Assignment:
Report every line below that has the string "above" in it.

Extracted material:
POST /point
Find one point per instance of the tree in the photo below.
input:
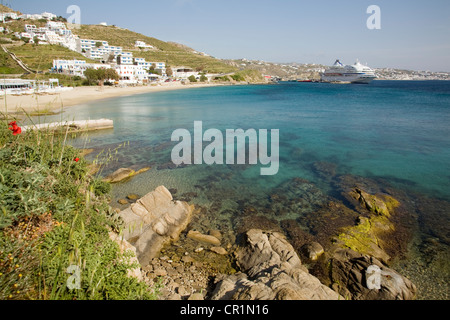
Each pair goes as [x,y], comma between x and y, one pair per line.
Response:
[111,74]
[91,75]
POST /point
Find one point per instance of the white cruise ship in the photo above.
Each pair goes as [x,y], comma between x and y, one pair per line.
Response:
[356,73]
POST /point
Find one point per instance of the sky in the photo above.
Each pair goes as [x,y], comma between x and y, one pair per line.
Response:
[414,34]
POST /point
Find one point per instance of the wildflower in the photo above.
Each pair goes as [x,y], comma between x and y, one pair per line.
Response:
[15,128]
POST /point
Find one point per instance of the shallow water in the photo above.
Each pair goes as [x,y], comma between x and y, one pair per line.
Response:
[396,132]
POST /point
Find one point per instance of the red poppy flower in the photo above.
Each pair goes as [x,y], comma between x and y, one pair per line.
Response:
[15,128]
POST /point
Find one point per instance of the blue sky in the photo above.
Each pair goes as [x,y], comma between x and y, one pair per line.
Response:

---

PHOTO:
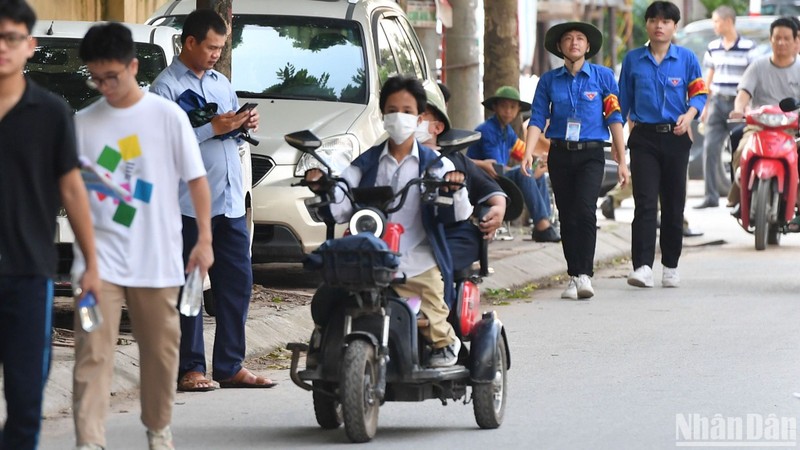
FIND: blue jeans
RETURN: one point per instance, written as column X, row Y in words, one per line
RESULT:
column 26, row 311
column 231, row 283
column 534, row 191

Answer space:
Find one point per instance of the white cruise ship in the photo above.
Find one point per instance of the sky in the photo above.
Find one point per instance of the wildflower in the photo above.
Find one point per instance of the shallow water in the photo above.
Find one point per instance of the red poppy flower in the photo above.
Find one point per instance of the blue sky in the photo above.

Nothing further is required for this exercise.